[BEGIN DATASET EXTRACT]

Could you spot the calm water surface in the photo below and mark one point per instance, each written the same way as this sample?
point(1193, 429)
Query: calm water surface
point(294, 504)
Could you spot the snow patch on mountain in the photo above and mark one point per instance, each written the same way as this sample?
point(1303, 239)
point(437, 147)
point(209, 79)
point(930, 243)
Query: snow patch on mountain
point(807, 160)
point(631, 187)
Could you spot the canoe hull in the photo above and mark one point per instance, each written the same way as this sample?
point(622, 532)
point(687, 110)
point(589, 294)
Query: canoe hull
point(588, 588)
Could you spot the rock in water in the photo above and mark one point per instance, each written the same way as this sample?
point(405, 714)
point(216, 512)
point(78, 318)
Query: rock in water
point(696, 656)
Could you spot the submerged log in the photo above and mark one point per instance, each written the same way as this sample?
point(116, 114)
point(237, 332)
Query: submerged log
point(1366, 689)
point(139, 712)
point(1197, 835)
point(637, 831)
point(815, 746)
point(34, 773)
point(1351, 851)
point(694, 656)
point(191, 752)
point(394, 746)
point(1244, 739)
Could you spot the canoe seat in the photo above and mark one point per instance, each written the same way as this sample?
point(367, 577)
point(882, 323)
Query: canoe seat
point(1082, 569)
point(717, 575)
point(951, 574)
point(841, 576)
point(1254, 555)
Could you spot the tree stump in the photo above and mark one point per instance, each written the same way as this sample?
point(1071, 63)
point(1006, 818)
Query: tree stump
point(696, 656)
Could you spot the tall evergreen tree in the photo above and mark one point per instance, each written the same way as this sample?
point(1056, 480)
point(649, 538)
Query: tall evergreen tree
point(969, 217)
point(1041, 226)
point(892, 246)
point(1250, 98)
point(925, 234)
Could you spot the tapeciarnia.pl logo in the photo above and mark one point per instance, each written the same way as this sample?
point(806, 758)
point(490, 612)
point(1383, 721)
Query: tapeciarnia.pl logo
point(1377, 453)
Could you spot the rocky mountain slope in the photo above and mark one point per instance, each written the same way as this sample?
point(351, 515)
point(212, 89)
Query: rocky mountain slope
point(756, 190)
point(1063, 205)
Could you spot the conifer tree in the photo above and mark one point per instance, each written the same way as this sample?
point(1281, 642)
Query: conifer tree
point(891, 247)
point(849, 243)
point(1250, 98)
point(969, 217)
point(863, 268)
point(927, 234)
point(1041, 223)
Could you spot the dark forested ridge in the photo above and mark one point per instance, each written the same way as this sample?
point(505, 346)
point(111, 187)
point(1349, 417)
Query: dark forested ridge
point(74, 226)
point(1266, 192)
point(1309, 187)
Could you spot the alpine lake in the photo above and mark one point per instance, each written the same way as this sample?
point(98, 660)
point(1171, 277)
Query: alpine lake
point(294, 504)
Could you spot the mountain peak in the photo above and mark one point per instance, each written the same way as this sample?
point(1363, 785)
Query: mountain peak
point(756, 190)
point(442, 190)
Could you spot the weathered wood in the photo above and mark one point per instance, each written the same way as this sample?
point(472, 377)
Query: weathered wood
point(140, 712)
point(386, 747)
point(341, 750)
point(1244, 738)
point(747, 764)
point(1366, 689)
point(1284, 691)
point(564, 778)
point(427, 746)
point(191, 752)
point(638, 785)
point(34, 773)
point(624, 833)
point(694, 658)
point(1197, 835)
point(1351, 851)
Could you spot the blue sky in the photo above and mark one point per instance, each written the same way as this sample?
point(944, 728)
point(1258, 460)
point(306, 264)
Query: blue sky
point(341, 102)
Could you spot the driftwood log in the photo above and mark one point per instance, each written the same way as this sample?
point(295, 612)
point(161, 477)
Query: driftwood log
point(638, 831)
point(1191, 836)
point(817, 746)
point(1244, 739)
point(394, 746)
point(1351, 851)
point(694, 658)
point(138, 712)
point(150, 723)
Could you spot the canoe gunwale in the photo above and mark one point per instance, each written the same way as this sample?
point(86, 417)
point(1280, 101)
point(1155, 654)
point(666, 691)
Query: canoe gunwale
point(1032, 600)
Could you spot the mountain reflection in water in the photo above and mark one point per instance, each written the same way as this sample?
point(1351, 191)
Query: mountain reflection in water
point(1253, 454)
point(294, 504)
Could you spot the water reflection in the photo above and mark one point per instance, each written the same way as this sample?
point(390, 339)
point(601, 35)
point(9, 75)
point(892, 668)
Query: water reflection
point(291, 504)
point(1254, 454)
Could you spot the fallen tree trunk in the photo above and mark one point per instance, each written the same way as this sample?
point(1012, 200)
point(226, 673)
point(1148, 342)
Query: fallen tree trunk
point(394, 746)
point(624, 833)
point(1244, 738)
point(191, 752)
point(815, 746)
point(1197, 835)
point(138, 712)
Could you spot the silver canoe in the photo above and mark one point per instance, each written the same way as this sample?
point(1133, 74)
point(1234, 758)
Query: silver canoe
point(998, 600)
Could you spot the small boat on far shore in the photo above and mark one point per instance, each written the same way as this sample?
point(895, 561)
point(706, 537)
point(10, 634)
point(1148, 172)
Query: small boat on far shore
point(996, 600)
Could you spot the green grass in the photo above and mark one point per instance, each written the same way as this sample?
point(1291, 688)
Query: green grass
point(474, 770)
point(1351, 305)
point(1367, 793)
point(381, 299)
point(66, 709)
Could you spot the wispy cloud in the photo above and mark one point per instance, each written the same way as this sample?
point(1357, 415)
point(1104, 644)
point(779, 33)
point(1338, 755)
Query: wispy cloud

[END DATASET EXTRACT]

- GIVEN INSTRUCTION: Please copy all of the data above line for line, without changing anything.

- SOLUTION:
Could you spot the calm water surface in the photo below and mark one point per instance, each written the same way as this sample?
point(1193, 429)
Query: calm water surface
point(294, 504)
Could you spot the snow patch on mountain in the photo above and mark one point per instance, each written the same way as this sample?
point(1303, 239)
point(437, 147)
point(209, 79)
point(930, 243)
Query: snow patch on mountain
point(807, 160)
point(631, 187)
Could you spot the canoe hull in the photo above and mark one point per instance, each written the same way as this sample?
point(622, 532)
point(687, 110)
point(589, 294)
Query: canoe hull
point(588, 588)
Could you spot the rock in water in the photo above and mark one point per instance, each written the same way as this sample?
point(405, 714)
point(216, 512)
point(78, 318)
Query: rock in water
point(696, 656)
Could you spot the submerged log in the photo above and mark one point per instance, each written the same way as this sample?
point(116, 114)
point(237, 332)
Query: submerged log
point(1366, 689)
point(139, 712)
point(1197, 835)
point(637, 831)
point(815, 746)
point(34, 773)
point(1351, 851)
point(694, 656)
point(191, 752)
point(394, 746)
point(1244, 739)
Could you spot the canoe seat in the photo above and mark one point per instance, each written the same way as this sample?
point(367, 577)
point(882, 323)
Query: canoe seat
point(1082, 569)
point(717, 575)
point(951, 574)
point(841, 576)
point(1254, 555)
Could you spot the tree stump in the photo above and mark one point per instance, each written the same way as this sample?
point(1071, 63)
point(1006, 818)
Query: tree stump
point(696, 656)
Could you spot the tall evergreen tree in the photo above and mark one point per instance, each written the same way as this sample?
point(1056, 480)
point(649, 538)
Query: tall evergreen tree
point(969, 217)
point(1041, 226)
point(892, 246)
point(1250, 98)
point(925, 234)
Could you spot the tapeciarnia.pl logo in the photo above and mark one point per instance, each written the same way as this sample?
point(806, 758)
point(490, 612)
point(1383, 721)
Query: tapeciarnia.pl logo
point(1377, 453)
Could you spot the rocky mountain slope in the photo above and mark one point per instance, each written the same way as this sample?
point(351, 515)
point(212, 89)
Query: rocky mountain slope
point(756, 190)
point(1063, 205)
Could you spot the conifer tree in the photo above and mark one point per instance, each written the same way as this sample?
point(1281, 642)
Query: conifer tree
point(891, 247)
point(849, 243)
point(1250, 98)
point(969, 217)
point(863, 268)
point(927, 234)
point(1041, 223)
Could you spot the dark forested ridge in the photo above and mark one point per instance, each written the same way as this sample?
point(505, 346)
point(111, 187)
point(1349, 417)
Query: dark forested ridge
point(74, 226)
point(1266, 192)
point(1309, 187)
Could you spot the alpine lake in the photo above and mark one point per instance, each written the same way as this sample?
point(98, 660)
point(1171, 277)
Query: alpine lake
point(294, 504)
Could you spot the mountain peak in the photo above and mark one point per instance, each written the same way as this sample?
point(1363, 785)
Query: mountain peak
point(756, 190)
point(442, 190)
Could you spot the weathered wood in the photo above and mark one point per instance, each written the same way as this sample?
point(472, 377)
Query: weathered wood
point(140, 712)
point(386, 747)
point(341, 750)
point(1244, 738)
point(747, 764)
point(1366, 689)
point(1284, 691)
point(564, 778)
point(427, 746)
point(191, 752)
point(638, 785)
point(34, 773)
point(624, 833)
point(694, 658)
point(1197, 835)
point(1351, 851)
Could you spot the blue sky in the photo above and mark one point per instance, each written the same way as this sample?
point(944, 728)
point(1258, 460)
point(306, 264)
Query: blue sky
point(341, 102)
Could you spot the driftwood log in the photo above and mark one point per instance, each written the same way as this sample?
point(295, 612)
point(161, 477)
Query: driftwood log
point(638, 831)
point(1191, 836)
point(817, 746)
point(1244, 739)
point(394, 746)
point(1351, 851)
point(694, 658)
point(138, 712)
point(150, 723)
Could you spot the canoe gunwale in the photo above and mark one point per instance, each written the same way as this sample?
point(86, 417)
point(1280, 101)
point(1155, 654)
point(666, 691)
Query: canoe gunwale
point(1032, 600)
Could you spot the mountain reflection in water in the photo above and mark one point per instance, each written the same way as this sample?
point(1351, 191)
Query: mountain reflection in water
point(1253, 454)
point(294, 504)
Could you spot the water reflection in the photo above and mark one point per instance, each written the same way as this sample?
point(390, 339)
point(601, 35)
point(9, 75)
point(892, 668)
Query: water reflection
point(291, 504)
point(1254, 454)
Could you spot the fallen tree trunk in the photo above and mark one point per instance, each written the same way as this sample?
point(1012, 200)
point(226, 673)
point(1148, 342)
Query: fallen tree trunk
point(394, 746)
point(624, 833)
point(1244, 738)
point(191, 752)
point(815, 746)
point(1197, 835)
point(138, 712)
Could you spot the silver canoe in the photo above and mark one point per instance, each written the same way as this sample?
point(1133, 74)
point(1234, 758)
Query: silver canoe
point(998, 600)
Could you spot the small boat on far shore in the photo above and mark one point per instance, each written the same way as this sample?
point(895, 561)
point(706, 537)
point(10, 634)
point(1148, 172)
Query: small boat on far shore
point(996, 600)
Could you spot the green grass in the photo above and mark one point per instance, each written the same way as this sample?
point(1291, 688)
Query: green grass
point(474, 770)
point(1351, 305)
point(1367, 793)
point(381, 299)
point(66, 709)
Could you spot the wispy cloud in the photo above and mark one point per instance, each written the same way as this sample?
point(1357, 415)
point(1104, 644)
point(779, 33)
point(1338, 755)
Query: wispy cloud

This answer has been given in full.